Continue the forum post about updating NER entity offsets after sentences are removed, picking up right after its last line.

## TEXT BLOCK
--- begin ---

Deleting and updating a string and entity index in a text document for NER training data

Question

I am trying to create a training dataset for NER recognition. For that, I have huge amounts of data that need to be tagged and remove the unnecessary sentences. On removing the unnecessary sentence the index potion must be updated. Last day I saw some incredible code segments from some users about this which I cannot find now. Adapting their code segment I can brief my issue

Let's take a training sample data :

data = [{"content":'''Hello we are hans and john. I enjoy playing Football.
I love eating grapes. Hanaan is great.''',"annotations":[{"id":1,"start":13,"end":17,"tag":"name"},
                                {"id":2,"start":22,"end":26,"tag":"name"},
                                {"id":3,"start":68,"end":74,"tag":"fruit"},
                                {"id":4,"start":76,"end":82,"tag":"name"}]}]

This can be visualized using the following spacy display code

import json
import spacy
from spacy import displacy

data = [{"content":'''Hello we are hans and john. I enjoy playing Football.
I love eating grapes. Hanaan is great.''',"annotations":[{"id":1,"start":13,"end":17,"tag":"name"},
                                {"id":2,"start":22,"end":26,"tag":"name"},
                                {"id":3,"start":68,"end":74,"tag":"fruit"},
                                {"id":4,"start":76,"end":82,"tag":"name"}]}]

annot_tags = data[data_index]["annotations"]
entities = []
for j in annot_tags:
    start = j["start"]
    end = j["end"]
    tag = j["tag"]
    entitie = (start,end,tag)

--- end ---

## PROVIDED DATA
--- begin ---

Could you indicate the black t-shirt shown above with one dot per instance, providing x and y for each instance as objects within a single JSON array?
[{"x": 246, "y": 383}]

--- end ---

## TASK OUTPUT
    entities.append(entitie)
data_gen = (data[data_index]["content"],{"entities":entities})
data_one = []
data_one.append(data_gen)

nlp = spacy.blank('en')
raw_text = data_one[0][0]
doc = nlp.make_doc(raw_text)
spans = data_one[0][1]["entities"]
ents = []
for span_start, span_end, label in spans:
    ent = doc.char_span(span_start, span_end, label=label)
    if ent is None:
        continue

    ents.append(ent)

doc.ents = ents
displacy.render(doc, style="ent", jupyter=True)

The output will be

Output 1

Now I want to remove the sentence which is not tagged and update the index values. So the required output is like

Required Output

Also data must be in the following format. Untagged sentence is removed and index values must be updated so that I can get the output like above.

Required output data

[{"content":'''Hello we are hans and john.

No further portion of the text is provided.